= SOURCE EXCERPT =
Back to Back Theatre, Berkeley Street Theatre, Toronto

January 18-28, 2024

Scott: “We are all unique human beings”

The Shadow Whose Prey the Hunter Becomes is the unnecessarily awkward title of an Australian play created by Back to Back Theatre.* It had its premiere in Sydney in 2019 and has toured ever since. Canadian Stage has now brought it to Toronto for 11 days. The play stars three neurodivergent actors, who along with the director Bruce Gladwin and three other authors, co-wrote the piece. The play offers an invaluable view of how neurodivergent people regard non-neurodivergent people and each other.

The premise of the play is that three neurodivergent actors – Simon Laherty, Sarah Mainwaring and Scott Price – have called a town hall meeting in Gelong, Australia, at 5pm and we the audience are those attending. (Back to Back Theatre is based in Gelong.) As we discover quite late in the hour-long show, the point of the meeting is nothing less than to save the world. The actors, playing themselves, have an urgent message for non-neurodivergent people that just as we tend to belittle them as not “normal”, so Artificial Intelligence when it eventually takes over will regard us.

= COMPLETE THE FOLLOWING =
a: According to the theatre review, in which city and year did the play have its premiere?
b: Extend the theatre review with a paragraph that follows on from its last sentence.

= DATASET =

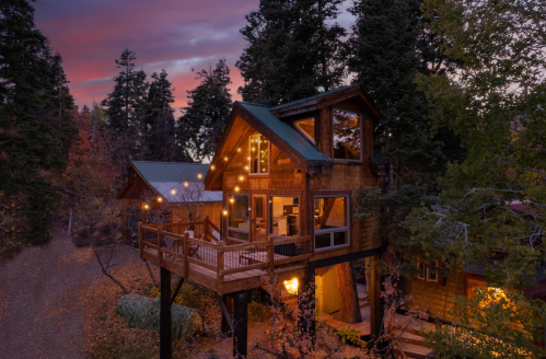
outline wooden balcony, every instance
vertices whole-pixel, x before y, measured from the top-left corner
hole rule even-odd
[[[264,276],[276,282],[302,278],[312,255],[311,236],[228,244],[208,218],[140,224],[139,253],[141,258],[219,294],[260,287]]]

---

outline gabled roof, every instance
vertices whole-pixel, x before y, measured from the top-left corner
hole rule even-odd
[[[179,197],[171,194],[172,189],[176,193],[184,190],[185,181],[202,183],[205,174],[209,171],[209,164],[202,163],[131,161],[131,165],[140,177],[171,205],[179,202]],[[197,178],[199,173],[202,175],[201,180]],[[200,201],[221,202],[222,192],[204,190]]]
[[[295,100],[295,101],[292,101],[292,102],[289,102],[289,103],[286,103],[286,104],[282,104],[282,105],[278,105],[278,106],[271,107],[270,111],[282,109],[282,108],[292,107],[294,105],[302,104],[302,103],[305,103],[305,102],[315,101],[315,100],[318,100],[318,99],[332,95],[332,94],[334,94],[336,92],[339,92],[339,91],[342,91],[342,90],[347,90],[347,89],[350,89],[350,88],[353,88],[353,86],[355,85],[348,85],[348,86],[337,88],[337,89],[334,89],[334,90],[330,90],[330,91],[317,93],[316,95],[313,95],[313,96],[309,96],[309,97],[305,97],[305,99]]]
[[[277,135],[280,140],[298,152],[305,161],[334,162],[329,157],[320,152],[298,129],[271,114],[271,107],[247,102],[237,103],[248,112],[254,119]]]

...

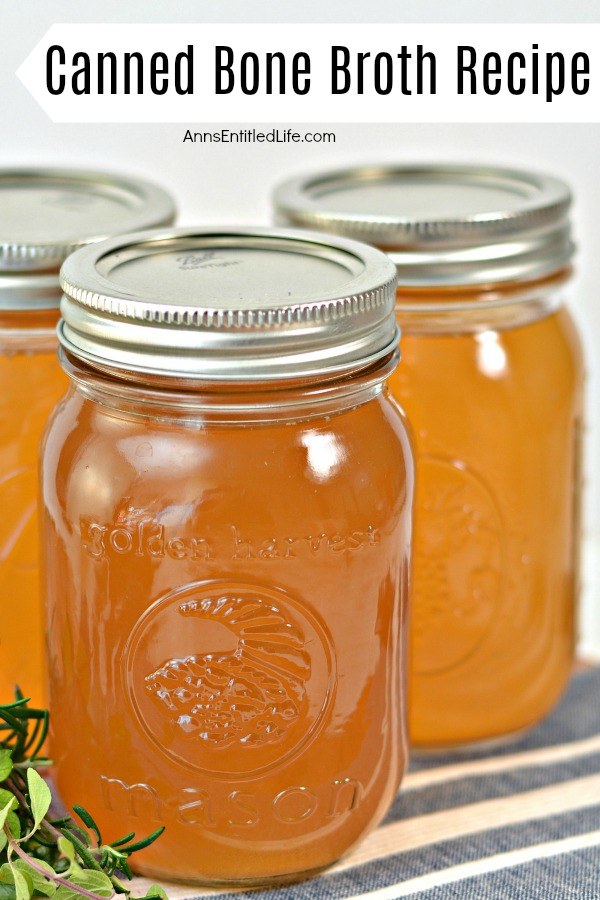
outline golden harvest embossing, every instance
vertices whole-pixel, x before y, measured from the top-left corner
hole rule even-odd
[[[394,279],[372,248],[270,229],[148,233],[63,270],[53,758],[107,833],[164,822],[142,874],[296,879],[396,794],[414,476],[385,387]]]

= ANSWERS PROVIDED =
a: Sydney, in 2019.

b:
The action begins with Mainwaring and Price setting up chairs for the meeting and ends after the meeting with the two packing them up and carting them off. For reasons never mentioned the two divide the acting space from the audience with a long piece of yellow tape. This makes the division between us and them seem artificial – and, indeed, that may be the very point.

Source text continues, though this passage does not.